Stated task 1 - In the review-session plan, why would the breakout lecture be announced 15 minutes before it starts? Answer in one to three sentences.

Text extract -

The Time: Ideally as long as possible, but you have limited TA availability.  TA shifts shouldn't be more than 2-3 hours; they have exams too.  If there is a true dead period with no classes before exams, then i would go mid-morning to dinner-time one day.  If not, it will have to be a couple long evenings in a row.

The Food: Either lunch or dinner should be provided along with snacks.  Pizza is traditional at study parties, but it makes your hands greasy.  Maybe small burrito-like food that can be eaten with one hand?  The trick is not to make everything wet or greasy while not tasting dry.  On the tables there should be snacks like pretzels and non-greasy chips.  Soda is known to be bad for concentration, but we want to keep students hydrated and not spill cups of water.  I'm thinking water bottles on the tables which can be refilled at coolers of lemonade, kool-aid, iced tea, etc.  If meal food is cost-prohibitive, hold the session near a restaurant/dining hall and focus on hydration.

Breakout Sections: Every class has certain subjects that always confuse a fair fraction of the students.  Traditional review sessions typically focus on these, but many of the students who are stuck elsewhere are then bored.  At my review session there would be an announcement like "Half hour lecture on two-slit diffraction in Breakout Room 1 in 15 minutes."  Then the students who needed that review lecture would have time to wrap up the problem they were working on and their friends would know how long they would be gone.  Of course in the actual lecture with a pared down class size, you'd revert back to section dynamics with a lot of peer interaction.

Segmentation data
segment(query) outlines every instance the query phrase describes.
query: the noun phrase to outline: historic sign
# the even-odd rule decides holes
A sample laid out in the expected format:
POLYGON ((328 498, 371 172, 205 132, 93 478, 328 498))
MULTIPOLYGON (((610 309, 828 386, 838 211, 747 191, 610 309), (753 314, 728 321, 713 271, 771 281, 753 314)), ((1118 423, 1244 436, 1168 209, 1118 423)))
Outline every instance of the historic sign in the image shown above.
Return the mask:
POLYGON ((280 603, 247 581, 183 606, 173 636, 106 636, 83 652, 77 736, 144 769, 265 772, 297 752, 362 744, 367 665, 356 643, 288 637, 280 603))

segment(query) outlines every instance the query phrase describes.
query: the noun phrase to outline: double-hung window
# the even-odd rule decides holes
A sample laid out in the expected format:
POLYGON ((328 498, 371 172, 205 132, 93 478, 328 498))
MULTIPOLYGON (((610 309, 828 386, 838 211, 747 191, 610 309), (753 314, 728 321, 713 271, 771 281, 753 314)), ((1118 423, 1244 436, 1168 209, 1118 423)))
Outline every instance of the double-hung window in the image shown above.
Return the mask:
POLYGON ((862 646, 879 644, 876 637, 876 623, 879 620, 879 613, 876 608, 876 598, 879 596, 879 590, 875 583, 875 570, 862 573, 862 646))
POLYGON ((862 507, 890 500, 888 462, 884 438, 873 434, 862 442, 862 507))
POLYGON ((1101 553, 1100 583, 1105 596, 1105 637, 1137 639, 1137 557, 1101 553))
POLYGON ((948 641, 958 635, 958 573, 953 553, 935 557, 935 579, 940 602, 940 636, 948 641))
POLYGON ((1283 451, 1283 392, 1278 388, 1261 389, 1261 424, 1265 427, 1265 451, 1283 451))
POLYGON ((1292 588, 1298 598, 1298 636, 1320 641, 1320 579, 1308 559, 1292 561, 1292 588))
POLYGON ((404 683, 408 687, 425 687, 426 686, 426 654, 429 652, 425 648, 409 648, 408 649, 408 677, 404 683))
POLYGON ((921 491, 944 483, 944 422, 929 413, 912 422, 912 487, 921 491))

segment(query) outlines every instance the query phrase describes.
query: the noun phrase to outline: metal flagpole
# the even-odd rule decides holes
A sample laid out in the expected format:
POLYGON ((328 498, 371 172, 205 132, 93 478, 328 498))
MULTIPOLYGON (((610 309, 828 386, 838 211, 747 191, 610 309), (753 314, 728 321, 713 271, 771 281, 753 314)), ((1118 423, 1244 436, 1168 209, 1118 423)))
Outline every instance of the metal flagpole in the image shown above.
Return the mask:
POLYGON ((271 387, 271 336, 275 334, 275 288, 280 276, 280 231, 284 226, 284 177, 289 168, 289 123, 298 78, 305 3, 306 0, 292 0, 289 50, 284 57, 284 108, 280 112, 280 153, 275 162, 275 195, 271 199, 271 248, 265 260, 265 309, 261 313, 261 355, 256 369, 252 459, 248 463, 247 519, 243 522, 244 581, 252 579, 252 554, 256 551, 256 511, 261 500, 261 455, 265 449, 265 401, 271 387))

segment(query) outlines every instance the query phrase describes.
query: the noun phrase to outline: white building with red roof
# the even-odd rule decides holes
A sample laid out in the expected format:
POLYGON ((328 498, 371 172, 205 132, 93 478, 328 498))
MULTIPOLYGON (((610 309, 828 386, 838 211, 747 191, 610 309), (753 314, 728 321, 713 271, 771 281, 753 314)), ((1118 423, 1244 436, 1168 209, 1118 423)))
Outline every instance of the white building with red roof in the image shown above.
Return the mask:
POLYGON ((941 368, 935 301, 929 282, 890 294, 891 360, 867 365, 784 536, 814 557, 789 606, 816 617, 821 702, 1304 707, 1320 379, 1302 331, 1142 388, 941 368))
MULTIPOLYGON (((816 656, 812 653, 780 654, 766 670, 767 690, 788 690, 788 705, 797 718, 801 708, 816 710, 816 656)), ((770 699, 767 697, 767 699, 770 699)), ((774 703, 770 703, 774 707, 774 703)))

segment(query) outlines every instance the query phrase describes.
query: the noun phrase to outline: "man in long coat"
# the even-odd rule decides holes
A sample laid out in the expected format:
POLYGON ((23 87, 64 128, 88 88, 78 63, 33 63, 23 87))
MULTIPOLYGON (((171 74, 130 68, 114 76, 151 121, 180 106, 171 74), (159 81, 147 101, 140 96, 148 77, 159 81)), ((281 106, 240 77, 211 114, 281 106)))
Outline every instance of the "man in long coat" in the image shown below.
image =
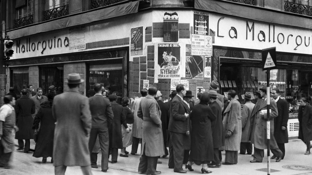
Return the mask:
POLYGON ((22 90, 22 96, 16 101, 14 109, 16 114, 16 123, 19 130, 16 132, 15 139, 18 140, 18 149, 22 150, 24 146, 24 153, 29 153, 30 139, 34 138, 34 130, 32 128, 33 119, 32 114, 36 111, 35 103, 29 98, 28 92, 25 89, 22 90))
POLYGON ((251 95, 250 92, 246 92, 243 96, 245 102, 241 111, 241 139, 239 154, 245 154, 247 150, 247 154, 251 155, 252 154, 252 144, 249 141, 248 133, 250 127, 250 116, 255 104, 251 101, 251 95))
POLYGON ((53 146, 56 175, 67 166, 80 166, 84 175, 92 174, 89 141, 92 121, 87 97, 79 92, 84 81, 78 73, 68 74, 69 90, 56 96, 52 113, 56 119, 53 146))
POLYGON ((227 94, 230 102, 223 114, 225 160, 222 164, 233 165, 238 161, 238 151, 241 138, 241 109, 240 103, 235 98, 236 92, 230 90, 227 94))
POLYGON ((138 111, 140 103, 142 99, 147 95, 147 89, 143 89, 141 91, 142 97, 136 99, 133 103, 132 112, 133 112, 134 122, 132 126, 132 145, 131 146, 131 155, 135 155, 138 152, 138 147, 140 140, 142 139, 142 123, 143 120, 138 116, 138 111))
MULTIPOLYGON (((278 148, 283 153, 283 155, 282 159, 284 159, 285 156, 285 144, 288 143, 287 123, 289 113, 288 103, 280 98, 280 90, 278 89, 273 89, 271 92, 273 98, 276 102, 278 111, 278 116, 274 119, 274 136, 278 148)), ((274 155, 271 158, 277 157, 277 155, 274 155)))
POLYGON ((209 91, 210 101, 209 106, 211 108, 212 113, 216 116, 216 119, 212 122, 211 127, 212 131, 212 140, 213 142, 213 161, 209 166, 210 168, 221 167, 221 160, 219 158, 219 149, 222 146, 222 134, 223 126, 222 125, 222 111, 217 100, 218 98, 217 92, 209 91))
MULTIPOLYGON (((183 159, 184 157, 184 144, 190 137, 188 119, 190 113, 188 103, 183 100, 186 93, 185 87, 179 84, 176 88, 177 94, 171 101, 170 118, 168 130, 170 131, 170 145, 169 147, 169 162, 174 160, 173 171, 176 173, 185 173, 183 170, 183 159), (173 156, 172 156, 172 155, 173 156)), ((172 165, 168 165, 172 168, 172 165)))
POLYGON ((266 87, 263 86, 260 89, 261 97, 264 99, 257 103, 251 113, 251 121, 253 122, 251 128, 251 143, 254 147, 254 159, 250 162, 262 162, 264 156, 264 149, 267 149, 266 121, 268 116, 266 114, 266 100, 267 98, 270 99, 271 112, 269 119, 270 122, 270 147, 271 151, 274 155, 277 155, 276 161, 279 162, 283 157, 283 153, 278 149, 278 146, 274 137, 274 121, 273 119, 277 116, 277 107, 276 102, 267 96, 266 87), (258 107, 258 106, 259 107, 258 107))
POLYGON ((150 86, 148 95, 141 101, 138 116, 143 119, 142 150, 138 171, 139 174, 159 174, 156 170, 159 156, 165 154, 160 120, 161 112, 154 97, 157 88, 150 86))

Stated task 2 - Copy the segmentation data from its first line up to and including the line that contains "POLYGON ((280 603, 247".

Final result 1 - The lead time lets students who need that lecture finish the problem they are working on. Their friends would also know how long they would be gone.

Final result 2 -
segment(query) outlines every instance the query phrase describes.
query: the noun phrase to outline: historic sign
# the even-odd rule decides holes
A sample laid out in the expected format:
POLYGON ((328 498, 371 172, 205 132, 93 478, 328 498))
MULTIPOLYGON (((610 309, 828 386, 838 211, 747 191, 610 309), (753 314, 728 321, 713 271, 771 281, 753 314)), ((1118 423, 1244 436, 1168 209, 1118 423)))
Outline every instance of the historic sign in the image shown above.
Return the mask:
POLYGON ((280 603, 247 581, 183 606, 173 636, 106 636, 83 652, 77 736, 144 769, 265 772, 297 752, 362 744, 367 665, 356 643, 288 637, 280 603))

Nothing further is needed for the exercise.